→ Task goal
Below are some records. Set each one down exactly as it reads.
== Segment start ==
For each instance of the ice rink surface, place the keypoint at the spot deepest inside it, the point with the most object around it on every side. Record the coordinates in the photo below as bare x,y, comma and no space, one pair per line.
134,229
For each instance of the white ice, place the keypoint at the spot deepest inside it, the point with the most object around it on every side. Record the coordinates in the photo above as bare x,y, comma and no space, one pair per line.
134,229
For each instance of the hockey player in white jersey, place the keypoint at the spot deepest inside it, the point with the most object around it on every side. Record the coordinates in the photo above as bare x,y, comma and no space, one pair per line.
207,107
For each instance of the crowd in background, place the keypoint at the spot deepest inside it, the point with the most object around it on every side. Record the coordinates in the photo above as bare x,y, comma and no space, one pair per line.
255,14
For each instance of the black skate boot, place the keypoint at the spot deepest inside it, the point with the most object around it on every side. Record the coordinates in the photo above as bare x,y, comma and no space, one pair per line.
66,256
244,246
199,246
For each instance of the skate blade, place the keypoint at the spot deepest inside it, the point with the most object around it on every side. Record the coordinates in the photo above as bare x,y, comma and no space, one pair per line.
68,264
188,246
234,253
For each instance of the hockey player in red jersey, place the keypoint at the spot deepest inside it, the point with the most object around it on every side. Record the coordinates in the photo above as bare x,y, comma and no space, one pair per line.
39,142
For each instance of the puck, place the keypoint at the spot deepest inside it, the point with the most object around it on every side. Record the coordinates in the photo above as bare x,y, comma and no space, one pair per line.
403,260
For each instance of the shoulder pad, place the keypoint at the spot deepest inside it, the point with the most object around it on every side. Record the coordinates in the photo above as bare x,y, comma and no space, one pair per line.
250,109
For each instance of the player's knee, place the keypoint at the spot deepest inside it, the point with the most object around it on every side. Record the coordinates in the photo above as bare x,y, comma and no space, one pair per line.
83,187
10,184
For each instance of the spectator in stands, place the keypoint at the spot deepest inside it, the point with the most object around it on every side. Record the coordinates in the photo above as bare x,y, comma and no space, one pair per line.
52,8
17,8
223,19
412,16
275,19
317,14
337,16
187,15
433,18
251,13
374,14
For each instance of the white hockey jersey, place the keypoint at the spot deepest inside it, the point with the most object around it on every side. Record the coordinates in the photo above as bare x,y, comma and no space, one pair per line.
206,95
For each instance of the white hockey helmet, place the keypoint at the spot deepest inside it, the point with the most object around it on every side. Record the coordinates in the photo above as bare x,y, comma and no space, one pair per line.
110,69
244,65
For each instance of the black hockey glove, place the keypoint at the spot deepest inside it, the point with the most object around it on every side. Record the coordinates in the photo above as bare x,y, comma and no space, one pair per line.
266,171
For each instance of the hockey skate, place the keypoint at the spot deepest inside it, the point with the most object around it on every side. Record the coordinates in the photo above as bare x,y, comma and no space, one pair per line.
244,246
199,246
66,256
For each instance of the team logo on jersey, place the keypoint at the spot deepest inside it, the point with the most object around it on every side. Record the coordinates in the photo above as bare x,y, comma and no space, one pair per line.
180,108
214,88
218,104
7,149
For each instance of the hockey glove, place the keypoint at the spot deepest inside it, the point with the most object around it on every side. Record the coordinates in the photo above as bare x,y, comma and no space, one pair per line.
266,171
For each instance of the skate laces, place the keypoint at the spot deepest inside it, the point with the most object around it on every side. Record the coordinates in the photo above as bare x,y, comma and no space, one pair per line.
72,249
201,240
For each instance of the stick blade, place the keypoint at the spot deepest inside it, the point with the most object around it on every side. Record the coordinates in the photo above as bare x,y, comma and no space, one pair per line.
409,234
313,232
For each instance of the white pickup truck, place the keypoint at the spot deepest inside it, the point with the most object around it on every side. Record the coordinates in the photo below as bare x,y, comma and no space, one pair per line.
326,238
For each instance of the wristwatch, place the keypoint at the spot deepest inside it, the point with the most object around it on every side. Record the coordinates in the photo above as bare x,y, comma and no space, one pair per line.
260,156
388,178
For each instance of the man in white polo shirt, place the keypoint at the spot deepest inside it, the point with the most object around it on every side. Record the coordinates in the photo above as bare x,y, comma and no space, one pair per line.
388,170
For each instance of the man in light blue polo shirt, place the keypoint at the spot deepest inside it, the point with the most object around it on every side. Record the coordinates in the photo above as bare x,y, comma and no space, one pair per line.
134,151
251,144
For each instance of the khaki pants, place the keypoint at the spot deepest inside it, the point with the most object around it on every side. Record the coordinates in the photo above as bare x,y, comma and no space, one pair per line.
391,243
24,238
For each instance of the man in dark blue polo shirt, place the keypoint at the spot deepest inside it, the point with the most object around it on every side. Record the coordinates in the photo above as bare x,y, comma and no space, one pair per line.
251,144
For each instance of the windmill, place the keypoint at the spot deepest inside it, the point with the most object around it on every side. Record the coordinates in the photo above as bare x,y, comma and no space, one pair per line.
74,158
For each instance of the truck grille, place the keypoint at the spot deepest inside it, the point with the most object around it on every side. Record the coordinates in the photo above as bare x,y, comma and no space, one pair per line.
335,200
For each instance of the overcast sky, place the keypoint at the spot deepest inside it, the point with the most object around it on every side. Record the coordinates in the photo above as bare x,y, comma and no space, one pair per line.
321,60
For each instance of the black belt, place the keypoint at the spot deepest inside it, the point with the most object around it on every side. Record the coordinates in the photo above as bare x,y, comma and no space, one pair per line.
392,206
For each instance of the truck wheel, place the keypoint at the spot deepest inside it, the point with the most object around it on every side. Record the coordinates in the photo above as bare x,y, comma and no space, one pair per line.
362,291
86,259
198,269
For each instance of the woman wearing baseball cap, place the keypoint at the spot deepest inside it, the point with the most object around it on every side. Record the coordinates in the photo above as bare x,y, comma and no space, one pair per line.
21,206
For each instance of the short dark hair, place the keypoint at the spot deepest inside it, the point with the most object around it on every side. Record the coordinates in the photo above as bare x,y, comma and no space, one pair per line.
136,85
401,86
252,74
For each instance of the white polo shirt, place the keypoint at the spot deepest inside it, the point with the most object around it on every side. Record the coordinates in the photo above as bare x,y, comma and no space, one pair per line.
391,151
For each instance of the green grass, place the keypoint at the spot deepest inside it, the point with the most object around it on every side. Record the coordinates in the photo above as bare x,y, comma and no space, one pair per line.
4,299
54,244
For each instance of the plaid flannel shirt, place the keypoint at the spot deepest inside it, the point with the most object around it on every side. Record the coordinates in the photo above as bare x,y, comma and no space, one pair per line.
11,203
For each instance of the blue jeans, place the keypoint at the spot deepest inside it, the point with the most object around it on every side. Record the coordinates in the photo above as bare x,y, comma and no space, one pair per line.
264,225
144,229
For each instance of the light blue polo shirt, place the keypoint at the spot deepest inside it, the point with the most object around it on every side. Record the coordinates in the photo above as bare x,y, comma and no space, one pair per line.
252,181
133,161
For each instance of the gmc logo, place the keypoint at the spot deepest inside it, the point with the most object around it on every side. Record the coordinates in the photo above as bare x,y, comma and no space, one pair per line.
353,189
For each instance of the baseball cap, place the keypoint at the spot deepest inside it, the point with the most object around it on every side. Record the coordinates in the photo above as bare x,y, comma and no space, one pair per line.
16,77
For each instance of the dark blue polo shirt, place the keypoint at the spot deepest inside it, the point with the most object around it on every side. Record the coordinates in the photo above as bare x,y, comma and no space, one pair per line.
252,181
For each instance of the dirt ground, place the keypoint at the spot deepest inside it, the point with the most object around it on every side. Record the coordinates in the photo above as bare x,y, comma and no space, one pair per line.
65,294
== Segment end ==
→ Reply
For each instance of the ice rink surface, place the keypoint at the spot deepest inside it, the point with the most object around it on every side. Record the coordinates in the photo below as bare x,y, comma and no space, one pair per line.
134,229
For each instance of the white ice, place the keypoint at the spot deepest inside it, the point with the most object around it on every side. Record the coordinates in the photo above as bare x,y, comma and no space, one pair per line.
134,229
For each instance of the hockey player in white jersey, place the keypoint at the spot deepest inside it, the point with the most object around it on every side. Record the coordinates in the photo above as bare x,y, comma and no space, one pair per line.
207,107
For each instance of the crowd in background, place the keypoint at the spot deepest inside it, the point with the most object around it on every side. Record the coordinates in the photo above as bare x,y, comma and no space, one pair per line.
255,14
For each instance of the black skate boot, place the keypoint at the spot deepest inside it, the point with the most object around it on every side. Record the coordinates in the photo above as bare x,y, comma and no space, one pair per line.
66,256
244,246
199,246
For each instance of the skate blade, place the keypoint at the spot deepest inside it, the point with the most object around it on every side. Record the coordinates in the photo above as bare x,y, comma and no space, one pair per line.
68,264
188,246
234,253
For each instance of the hockey player in red jersey, place the keypoint at the spot deepest inside it, the point with the most object around it on every side. Record the coordinates in the photo above as bare x,y, comma and no space, one pair per line.
39,142
For each instance of the puck, place the keypoint at the spot deepest inside it, the point with the most object around it on every side. Record the coordinates in the photo above as bare x,y, comma and no space, one pair per line.
403,260
For each instance of the shoulder pad, place the keypoint at the spot deepest inside it, the point with the most object around it on every side. Record the coordinates in the photo above as bare x,y, comma and no space, one pair per line.
250,109
For each instance of the player's knee, place the keypoint at the spot deepest inside it, the point with the most object around it on every side. Record the coordinates in the photo above as bare x,y, comma and no space, one pair per line.
83,187
10,184
For each instance of the spectator in stands, place the keypoint at the spot deepest inside it, the point with the most object around it on every side. Record the coordinates in the photo above as bare x,y, comma and no space, one pair per line.
52,8
17,8
223,19
412,16
275,19
317,14
337,16
187,15
433,18
251,13
374,14
For each instance of the white hockey jersey, place the keypoint at the spot deepest inside it, the point with the most object around it on every side. Record the coordinates in the photo above as bare x,y, comma and no space, one pair per line.
206,95
For each instance of the white hockey helmet, place the keypoint at the spot deepest inside it, the point with the most object around it on every side. Record the coordinates in the photo above as bare x,y, comma and no space, one pair per line.
110,69
244,65
For each instance of the black hockey glove, place the keypoint at the spot deepest inside it, the point with the most object around it on every side. Record the coordinates in the photo above as bare x,y, comma and no space, one pair per line.
266,171
For each instance of the hockey skate, place the keypoint at the spot deepest inside it, the point with the most object around it on every side. Record the coordinates in the photo above as bare x,y, comma and no space, one pair per line.
244,246
199,246
66,256
For each instance of the team logo on jersey, place the keypoint at the spot deepest inside it, the point with the most object around it on every side. Record the coordinates in the photo above as bare x,y, comma and no space, one pair per line.
180,108
214,88
218,104
7,149
For each instance of the hockey glove, place the keypoint at the spot deepest inside it, the point with the most object around it on every side. Record the coordinates in the photo above as bare x,y, comma and no space, one pair per line.
266,171
For each instance of the skate laces, place the keypoint at the spot deepest inside it, the point with the most object around it on every side. Record the coordinates in the photo above as bare x,y, comma and no space, one pair per line.
72,249
201,240
For each instance of the stick blade, place the keypoint at the spot deepest inside it, the point with the most object around it on every side. Record the coordinates in the photo above as bare x,y, comma and no space, one pair per line.
409,234
313,232
For each instance of the white pickup truck, place the keypoint at the spot deepest inside it, the point with the most object around it on every side. Record the coordinates in the photo below as bare x,y, comma and no space, one pair per line.
326,238
For each instance of the wristwatch, place the keypoint at the spot deepest inside it, the point with the most object around it on every side. Record the coordinates in the photo above as bare x,y, comma and no space, one pair per line.
260,156
388,178
For each instance of the man in white polo shirt, place the keypoint at the spot deepest inside it, the point with the most object around it on every side. Record the coordinates in the photo above as bare x,y, comma and no space, one pair per line.
388,170
For each instance of the man in light blue polo shirt, place the keypoint at the spot deepest inside it, the point with the most object around it on every side. Record the coordinates in the photo above as bare x,y, comma and no space, one pair per line.
134,151
251,144
For each instance of the khaki pants, place the keypoint at the spot deepest inside it, the point with the most object around it on every side. Record the coordinates in the photo above as bare x,y, comma and no space, one pair per line.
391,243
24,238
For each instance of the man in dark blue polo shirt, place the keypoint at the spot deepest inside it, the point with the most object around it on every side. Record the coordinates in the photo above as bare x,y, comma and no space, one pair per line.
251,144
For each instance of the windmill, place the keypoint at the spot deepest inside it, the point with the most object around it on every side. Record the coordinates in the photo above as bare x,y, comma and no space, one pair per line.
74,158
For each instance of the truck grille, place the keypoint at the spot deepest inside it, the point with the most object around it on every side. Record the coordinates in the photo above as bare x,y, comma and no space, one pair per line.
335,200
For each instance of the overcast sky, place the keypoint at the spot deepest inside it, the point with the most object around it on every side. Record the coordinates in the photo above as bare x,y, comma and no space, one pair per line.
321,60
For each instance of the black belt, place the keypoint at the spot deepest inside it, the point with the most object around it on every side. Record the coordinates in the photo above as bare x,y, comma and no space, one pair per line.
392,206
For each instance of the truck wheel, place the keypoint at the spot deepest inside it, the point with the most object around it on every side. Record the coordinates in the photo above as bare x,y, comma and no space, one pair per line.
362,291
86,259
198,269
For each instance of the woman wearing baseball cap, place the keypoint at the spot deepest inside it, the point with the most object around it on every side. Record the coordinates in the photo above as bare x,y, comma and no space, one pair per line.
21,206
For each instance of the short dark hair, place the keypoint at the spot deepest inside it, the point with the most object around it on every side. Record the coordinates in the photo above as bare x,y, comma and no space, one pair per line.
136,85
401,86
252,74
For each instance of the white polo shirt, place the keypoint at the spot deepest inside it, the point with the most object around it on every side. Record the coordinates in the photo above as bare x,y, comma and no space, one pair per line.
391,151
For each instance of the green grass, place the keypoint at the spot deepest inside it, the point with the most object around it on every side. Record the coordinates in the photo above as bare x,y, comma and no space, one pair per line.
4,299
54,244
For each instance of the plaid flannel shirt, place the keypoint at the spot deepest inside it, the point with the most object around it on every side. Record the coordinates in the photo above as bare x,y, comma and no space, one pair per line.
11,203
For each instance of the blue jeans, place the keypoint at the spot deepest inside it, the point with the most object around it on every side. Record the coordinates in the photo above as bare x,y, comma and no space, one pair per line.
264,225
144,229
For each instance of the light blue polo shirt, place the keypoint at the spot deepest inside it, the point with the most object around it on every side. Record the coordinates in the photo above as bare x,y, comma and no space, one pair per line.
252,181
133,161
For each instance of the gmc logo, place the keypoint at the spot deepest inside it, the point with the most object around it on every side. Record the coordinates in the photo above as bare x,y, comma and no space, one pair per line.
353,189
For each instance of the baseball cap, place the keypoint at the spot deepest inside it, the point with the most object around it on every side. Record the coordinates in the photo above as bare x,y, comma and no space, one pair per line.
16,77
For each instance of the dark blue polo shirt, place the keypoint at the spot deepest inside it, the point with the most object around it on every side. Record the coordinates in the photo above as bare x,y, comma and no space, one pair per line.
252,181
For each instance of the dirt ground, place the keypoint at the spot deepest inside it, the point with the most object around it on every side. Record the coordinates in the photo above as bare x,y, comma and no space, one pair per line.
65,294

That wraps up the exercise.